Task objective: After locating the line that contains "Target: snow-capped mountain" in the listing below, write out that line and every following line exactly, with no other output.

Extracted records:
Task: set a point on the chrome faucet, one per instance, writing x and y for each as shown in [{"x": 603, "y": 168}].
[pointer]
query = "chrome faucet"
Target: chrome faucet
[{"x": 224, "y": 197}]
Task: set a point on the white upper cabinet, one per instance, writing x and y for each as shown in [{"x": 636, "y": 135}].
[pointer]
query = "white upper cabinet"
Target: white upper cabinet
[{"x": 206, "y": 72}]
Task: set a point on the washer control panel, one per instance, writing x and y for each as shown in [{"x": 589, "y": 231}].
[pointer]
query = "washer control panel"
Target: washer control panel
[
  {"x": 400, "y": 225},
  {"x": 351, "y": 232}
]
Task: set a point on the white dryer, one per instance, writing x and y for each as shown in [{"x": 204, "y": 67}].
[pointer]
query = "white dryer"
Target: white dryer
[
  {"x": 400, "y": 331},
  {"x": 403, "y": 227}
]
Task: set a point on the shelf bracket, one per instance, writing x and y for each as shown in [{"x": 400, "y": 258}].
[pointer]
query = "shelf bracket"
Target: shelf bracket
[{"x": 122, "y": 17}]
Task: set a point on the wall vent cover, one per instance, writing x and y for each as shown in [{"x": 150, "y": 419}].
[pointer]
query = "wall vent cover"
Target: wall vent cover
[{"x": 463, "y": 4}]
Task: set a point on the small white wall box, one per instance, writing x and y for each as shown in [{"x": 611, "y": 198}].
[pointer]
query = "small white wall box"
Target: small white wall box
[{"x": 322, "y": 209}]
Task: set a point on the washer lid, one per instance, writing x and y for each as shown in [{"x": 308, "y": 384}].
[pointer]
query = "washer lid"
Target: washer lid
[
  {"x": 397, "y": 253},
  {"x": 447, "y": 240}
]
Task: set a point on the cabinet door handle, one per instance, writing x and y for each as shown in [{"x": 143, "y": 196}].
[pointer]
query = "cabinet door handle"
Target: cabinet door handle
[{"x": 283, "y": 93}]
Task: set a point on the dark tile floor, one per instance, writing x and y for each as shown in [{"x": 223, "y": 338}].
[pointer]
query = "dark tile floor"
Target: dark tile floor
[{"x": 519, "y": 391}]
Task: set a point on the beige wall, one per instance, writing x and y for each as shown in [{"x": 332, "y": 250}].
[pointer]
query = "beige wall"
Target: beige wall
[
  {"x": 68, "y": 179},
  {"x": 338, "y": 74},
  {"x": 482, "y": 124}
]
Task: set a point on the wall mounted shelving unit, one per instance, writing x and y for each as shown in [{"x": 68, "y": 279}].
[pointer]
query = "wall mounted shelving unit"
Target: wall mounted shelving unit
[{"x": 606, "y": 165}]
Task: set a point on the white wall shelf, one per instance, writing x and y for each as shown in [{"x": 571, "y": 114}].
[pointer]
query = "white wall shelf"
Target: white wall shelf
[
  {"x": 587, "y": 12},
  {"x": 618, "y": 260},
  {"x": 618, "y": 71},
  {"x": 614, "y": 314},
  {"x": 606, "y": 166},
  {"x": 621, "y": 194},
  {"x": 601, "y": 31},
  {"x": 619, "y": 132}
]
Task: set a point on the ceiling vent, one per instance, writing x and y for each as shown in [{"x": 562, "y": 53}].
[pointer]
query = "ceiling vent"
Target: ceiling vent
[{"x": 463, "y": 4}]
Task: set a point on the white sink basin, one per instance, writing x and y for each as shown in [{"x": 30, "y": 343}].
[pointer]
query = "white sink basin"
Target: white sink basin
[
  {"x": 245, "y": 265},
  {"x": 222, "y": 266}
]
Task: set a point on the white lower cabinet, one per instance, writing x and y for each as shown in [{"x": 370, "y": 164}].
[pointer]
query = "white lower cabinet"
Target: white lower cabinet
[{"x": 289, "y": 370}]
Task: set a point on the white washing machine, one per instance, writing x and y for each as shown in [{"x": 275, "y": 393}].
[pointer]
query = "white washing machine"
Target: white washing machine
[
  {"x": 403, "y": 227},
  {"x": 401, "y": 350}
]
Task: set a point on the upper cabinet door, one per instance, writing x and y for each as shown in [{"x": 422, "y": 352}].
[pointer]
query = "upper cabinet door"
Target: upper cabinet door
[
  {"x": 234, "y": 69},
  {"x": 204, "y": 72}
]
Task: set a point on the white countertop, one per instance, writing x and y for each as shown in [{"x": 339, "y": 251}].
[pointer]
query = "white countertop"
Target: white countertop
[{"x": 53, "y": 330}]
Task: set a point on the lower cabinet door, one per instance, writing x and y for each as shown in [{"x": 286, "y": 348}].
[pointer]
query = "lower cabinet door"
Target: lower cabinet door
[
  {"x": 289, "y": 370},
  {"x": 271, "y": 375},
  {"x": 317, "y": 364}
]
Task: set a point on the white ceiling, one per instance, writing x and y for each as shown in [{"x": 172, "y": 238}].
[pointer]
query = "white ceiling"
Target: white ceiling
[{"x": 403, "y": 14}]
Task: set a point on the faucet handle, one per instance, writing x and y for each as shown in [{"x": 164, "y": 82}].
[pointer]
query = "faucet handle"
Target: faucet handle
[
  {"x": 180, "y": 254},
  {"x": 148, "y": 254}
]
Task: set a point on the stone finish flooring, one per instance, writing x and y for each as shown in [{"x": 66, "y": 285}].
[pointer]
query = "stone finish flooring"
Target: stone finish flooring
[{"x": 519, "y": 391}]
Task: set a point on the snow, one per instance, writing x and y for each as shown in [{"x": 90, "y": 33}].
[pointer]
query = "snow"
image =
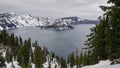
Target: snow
[
  {"x": 10, "y": 65},
  {"x": 1, "y": 28},
  {"x": 103, "y": 64}
]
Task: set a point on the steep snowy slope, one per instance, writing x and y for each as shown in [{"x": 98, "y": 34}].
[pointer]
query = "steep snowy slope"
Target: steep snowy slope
[{"x": 12, "y": 20}]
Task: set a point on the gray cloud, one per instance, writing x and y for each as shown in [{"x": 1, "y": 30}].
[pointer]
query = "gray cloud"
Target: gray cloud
[{"x": 55, "y": 8}]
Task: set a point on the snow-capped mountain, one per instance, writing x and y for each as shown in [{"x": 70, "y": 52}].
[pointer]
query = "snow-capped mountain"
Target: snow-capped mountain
[
  {"x": 12, "y": 20},
  {"x": 77, "y": 20}
]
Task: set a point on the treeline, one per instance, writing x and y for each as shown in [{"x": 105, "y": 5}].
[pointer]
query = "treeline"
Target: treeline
[
  {"x": 104, "y": 40},
  {"x": 24, "y": 52}
]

Result of this task:
Target: snow-capped mountain
[
  {"x": 12, "y": 20},
  {"x": 77, "y": 20}
]
Task: set a point on the treeline, one per instance, writing x and y for each as shown in [{"x": 105, "y": 5}].
[pointer]
query = "treeline"
Target: treeline
[
  {"x": 104, "y": 40},
  {"x": 24, "y": 52}
]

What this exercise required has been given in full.